Please retype the data in full, exactly as given.

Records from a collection
--------------------------------------------------

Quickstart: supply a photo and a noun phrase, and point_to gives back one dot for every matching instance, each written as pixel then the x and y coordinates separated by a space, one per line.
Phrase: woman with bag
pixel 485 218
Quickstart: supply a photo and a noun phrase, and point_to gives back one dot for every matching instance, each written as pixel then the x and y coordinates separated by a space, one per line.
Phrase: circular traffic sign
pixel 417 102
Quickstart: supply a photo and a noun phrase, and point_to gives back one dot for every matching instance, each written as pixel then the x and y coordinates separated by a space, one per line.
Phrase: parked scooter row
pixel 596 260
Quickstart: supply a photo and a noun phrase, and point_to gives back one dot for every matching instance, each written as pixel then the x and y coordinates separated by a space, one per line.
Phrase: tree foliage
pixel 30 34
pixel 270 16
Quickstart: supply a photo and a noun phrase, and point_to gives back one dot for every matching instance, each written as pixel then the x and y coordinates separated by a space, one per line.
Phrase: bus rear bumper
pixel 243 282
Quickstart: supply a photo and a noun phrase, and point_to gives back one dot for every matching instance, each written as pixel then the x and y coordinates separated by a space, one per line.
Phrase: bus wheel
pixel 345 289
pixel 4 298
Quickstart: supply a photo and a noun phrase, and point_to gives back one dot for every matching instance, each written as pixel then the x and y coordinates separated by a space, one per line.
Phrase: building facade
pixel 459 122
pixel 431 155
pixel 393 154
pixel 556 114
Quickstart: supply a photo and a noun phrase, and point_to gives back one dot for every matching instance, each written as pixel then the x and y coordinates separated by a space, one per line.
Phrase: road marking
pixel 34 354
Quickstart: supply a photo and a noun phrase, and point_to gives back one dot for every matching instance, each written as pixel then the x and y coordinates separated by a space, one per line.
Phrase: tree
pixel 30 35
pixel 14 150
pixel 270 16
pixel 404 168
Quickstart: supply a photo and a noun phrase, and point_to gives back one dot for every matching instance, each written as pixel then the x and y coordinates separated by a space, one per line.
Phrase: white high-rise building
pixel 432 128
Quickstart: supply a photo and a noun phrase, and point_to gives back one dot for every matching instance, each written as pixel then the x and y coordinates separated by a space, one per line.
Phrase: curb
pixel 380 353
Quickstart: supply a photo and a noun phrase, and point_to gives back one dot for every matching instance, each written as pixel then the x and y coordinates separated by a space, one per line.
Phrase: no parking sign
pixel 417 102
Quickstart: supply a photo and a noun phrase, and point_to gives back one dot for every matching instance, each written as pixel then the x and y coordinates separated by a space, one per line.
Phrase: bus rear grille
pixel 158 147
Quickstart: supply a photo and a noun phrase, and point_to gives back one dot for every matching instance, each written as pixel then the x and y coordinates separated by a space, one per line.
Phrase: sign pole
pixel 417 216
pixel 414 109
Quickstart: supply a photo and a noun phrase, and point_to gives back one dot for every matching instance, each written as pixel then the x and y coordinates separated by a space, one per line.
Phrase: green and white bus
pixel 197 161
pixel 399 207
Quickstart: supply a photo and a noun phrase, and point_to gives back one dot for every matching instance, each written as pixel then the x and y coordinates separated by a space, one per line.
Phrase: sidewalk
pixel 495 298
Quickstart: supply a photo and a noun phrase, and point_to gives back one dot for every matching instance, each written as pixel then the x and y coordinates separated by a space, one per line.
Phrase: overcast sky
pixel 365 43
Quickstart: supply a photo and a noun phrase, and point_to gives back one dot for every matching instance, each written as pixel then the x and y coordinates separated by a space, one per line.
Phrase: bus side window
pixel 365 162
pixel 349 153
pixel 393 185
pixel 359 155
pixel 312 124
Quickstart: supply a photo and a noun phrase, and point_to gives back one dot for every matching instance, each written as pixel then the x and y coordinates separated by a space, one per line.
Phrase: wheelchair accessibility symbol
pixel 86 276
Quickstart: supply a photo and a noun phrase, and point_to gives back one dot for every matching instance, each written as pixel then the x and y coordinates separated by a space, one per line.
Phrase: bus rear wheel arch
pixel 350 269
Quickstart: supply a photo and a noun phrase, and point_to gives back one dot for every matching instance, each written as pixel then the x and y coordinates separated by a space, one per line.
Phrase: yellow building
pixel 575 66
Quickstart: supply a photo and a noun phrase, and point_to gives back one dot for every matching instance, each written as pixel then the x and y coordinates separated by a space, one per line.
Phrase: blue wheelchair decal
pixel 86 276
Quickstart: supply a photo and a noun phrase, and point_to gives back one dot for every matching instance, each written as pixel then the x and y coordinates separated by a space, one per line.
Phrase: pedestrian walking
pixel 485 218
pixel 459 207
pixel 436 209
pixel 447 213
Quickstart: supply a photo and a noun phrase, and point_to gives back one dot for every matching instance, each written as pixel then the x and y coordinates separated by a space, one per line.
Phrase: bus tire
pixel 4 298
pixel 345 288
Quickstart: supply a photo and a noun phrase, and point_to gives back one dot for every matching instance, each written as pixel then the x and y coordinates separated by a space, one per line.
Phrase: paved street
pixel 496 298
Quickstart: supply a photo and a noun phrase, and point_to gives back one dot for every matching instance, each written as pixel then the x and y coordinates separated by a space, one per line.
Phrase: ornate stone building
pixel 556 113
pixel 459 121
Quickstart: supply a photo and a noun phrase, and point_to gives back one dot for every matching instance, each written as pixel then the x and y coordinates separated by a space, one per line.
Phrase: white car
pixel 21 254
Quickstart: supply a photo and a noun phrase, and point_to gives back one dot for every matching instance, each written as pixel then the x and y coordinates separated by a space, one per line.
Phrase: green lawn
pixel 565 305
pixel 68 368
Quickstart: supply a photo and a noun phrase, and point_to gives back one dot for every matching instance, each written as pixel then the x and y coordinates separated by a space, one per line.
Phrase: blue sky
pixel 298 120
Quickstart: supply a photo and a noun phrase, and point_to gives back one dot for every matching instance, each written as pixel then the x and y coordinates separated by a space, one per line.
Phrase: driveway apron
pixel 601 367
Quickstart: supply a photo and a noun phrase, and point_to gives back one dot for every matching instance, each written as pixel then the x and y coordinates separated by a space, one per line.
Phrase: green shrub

--------------------------------------------------

Answer area
Quickstart: supply a photo and a noun phrase, and point_to gives back one dot for every matching instance, each written as pixel then the x and y coordinates separated by a space, one per line.
Phrase: woman with bag
pixel 485 218
Quickstart: supply a photo and a noun phrase, and point_to gives back one dot for every matching instance, each written as pixel then the x and y coordinates separated by a space, one per line.
Phrase: circular traffic sign
pixel 417 102
Quickstart: supply a photo and a noun phrase, and point_to gives back one dot for every matching instance, each written as pixel then the x and y coordinates separated by a space, one per line.
Phrase: parked scooter row
pixel 596 260
Quickstart: supply a photo and a noun phrase, and point_to gives back one dot for every matching instance, each written as pixel then the x and y coordinates separated by a space, one per line.
Phrase: tree foliage
pixel 30 34
pixel 270 16
Quickstart: supply a photo and a noun phrase, and point_to gives back one dot for every matching instance, each written as pixel then the x and y coordinates separated by a space, one per line.
Phrase: bus rear bumper
pixel 243 282
Quickstart: supply a photo and a noun phrase, and point_to gives back one dot for every matching instance, each written as pixel then the x and y coordinates separated by a space, one per line.
Phrase: bus wheel
pixel 345 289
pixel 4 298
Quickstart: supply a photo and a noun phrase, and point_to gives back one dot for every matching instance, each written as pixel then the x and y coordinates separated by a space, one per line.
Phrase: building facade
pixel 459 122
pixel 431 155
pixel 393 154
pixel 556 114
Quickstart: supply a photo and a noun phrase, and point_to gives back one dot for every matching instance, each written as pixel then the x and y coordinates separated by a space, one per line.
Phrase: road marking
pixel 34 354
Quickstart: supply a photo and a noun phrase, and point_to gives back one dot for every matching instance, each written as pixel then the x and y coordinates separated by a space, one per line.
Phrase: tree
pixel 30 35
pixel 14 150
pixel 270 16
pixel 404 168
Quickstart: supply a photo and a noun phrase, and point_to gives back one dot for every matching instance, each written as pixel then the x and y coordinates separated by a space, one per line.
Phrase: white high-rise building
pixel 432 128
Quickstart: supply a photo and a noun phrase, and point_to gives back one dot for every matching instance, each written as pixel then the x and y coordinates separated by a space, one per line.
Phrase: curb
pixel 380 353
Quickstart: supply a photo and a noun phrase, and point_to gives back one dot for every matching instance, each written as pixel then the x and y coordinates separated by a space, one per line.
Phrase: no parking sign
pixel 417 102
Quickstart: supply a photo and a noun phrase, and point_to gives back one dot for every matching instance, each written as pixel then the x and y coordinates separated by a space, one per line.
Phrase: bus rear grille
pixel 158 147
Quickstart: supply a photo and a noun phrase, and point_to gives back one dot for every matching instance, each written as pixel then the x and y coordinates separated by a space, one per line.
Phrase: sign pole
pixel 417 216
pixel 414 109
Quickstart: supply a photo and a noun phrase, and point_to gives back one dot for every matching instance, each written as pixel then the x and y coordinates separated by a space, one per line.
Phrase: green and white bus
pixel 197 161
pixel 399 207
Quickstart: supply a photo and a noun phrase, and point_to gives back one dot for every matching instance, each written as pixel then the x and y coordinates separated by a space, one per line.
Phrase: sidewalk
pixel 495 298
Quickstart: supply a photo and a noun phrase, and point_to gives back one dot for every matching instance, each written as pixel then the x and y coordinates separated by a space, one per line.
Phrase: overcast sky
pixel 365 43
Quickstart: supply a photo and a noun phrase, and point_to gives back one dot for every matching instance, each written as pixel then the x and y coordinates separated by a space, one per line.
Phrase: bus side window
pixel 365 162
pixel 349 153
pixel 393 185
pixel 359 155
pixel 312 124
Quickstart: supply a photo and a noun phrase, and point_to gives back one dot for every matching instance, each written as pixel then the x and y coordinates separated by a space, one per line.
Phrase: wheelchair accessibility symbol
pixel 86 276
Quickstart: supply a photo and a noun phrase, and point_to gives back one dot for every matching instance, each written as pixel then the x and y coordinates separated by a space, one per line.
Phrase: bus rear wheel arch
pixel 350 269
Quickstart: supply a photo and a noun phrase, and point_to gives back one dot for every matching instance, each written as pixel then the x and y coordinates separated by a space, one per line.
Phrase: yellow building
pixel 575 66
Quickstart: supply a photo and a noun phrase, and point_to gives back one dot for every matching instance, each written as pixel then the x and y coordinates separated by a space, one per line.
Phrase: blue wheelchair decal
pixel 86 276
Quickstart: supply a photo and a noun phrase, and point_to gives back one dot for every matching instance, each written as pixel then the x and y coordinates separated by a space, one per line.
Phrase: pedestrian walking
pixel 485 218
pixel 459 207
pixel 436 209
pixel 447 213
Quickstart: supply a photo and a noun phrase, and point_to gives back one dot for every matching instance, each written as pixel then the x and y coordinates separated by a space, one per line.
Phrase: bus tire
pixel 4 298
pixel 345 288
Quickstart: supply a photo and a noun phrase, and point_to gives back one dot for every matching instance, each written as pixel then the x and y coordinates separated by a space, one per line.
Phrase: paved street
pixel 496 298
Quickstart: supply a photo and a noun phrase, and point_to gives back one dot for every matching instance, each written as pixel then the x and y coordinates separated by a space, one per line.
Phrase: ornate stone building
pixel 556 113
pixel 459 121
Quickstart: supply a photo and a noun phrase, and point_to gives back one dot for every matching instance, each written as pixel then the x and y coordinates separated by a space, one per line.
Phrase: white car
pixel 21 254
Quickstart: supply a photo and a noun phrase, and point_to gives back one dot for every matching instance, each written as pixel then the x and y coordinates separated by a space, one per line.
Phrase: green lawn
pixel 565 305
pixel 68 368
Quickstart: supply a photo and a noun phrase, and point_to gives back one dot for every matching instance, each written as pixel then the x and y coordinates separated by a space, one per line.
Phrase: blue sky
pixel 298 120
Quickstart: supply a photo and a noun phrase, and point_to gives back one dot for every matching instance, each written as pixel then the x and y coordinates separated by a space, one per line.
Phrase: driveway apron
pixel 601 367
Quickstart: supply a photo and a noun phrase, and point_to gives back one dot for every matching instance, each written as pixel then the x and y coordinates separated by a space, one per line.
Phrase: green shrub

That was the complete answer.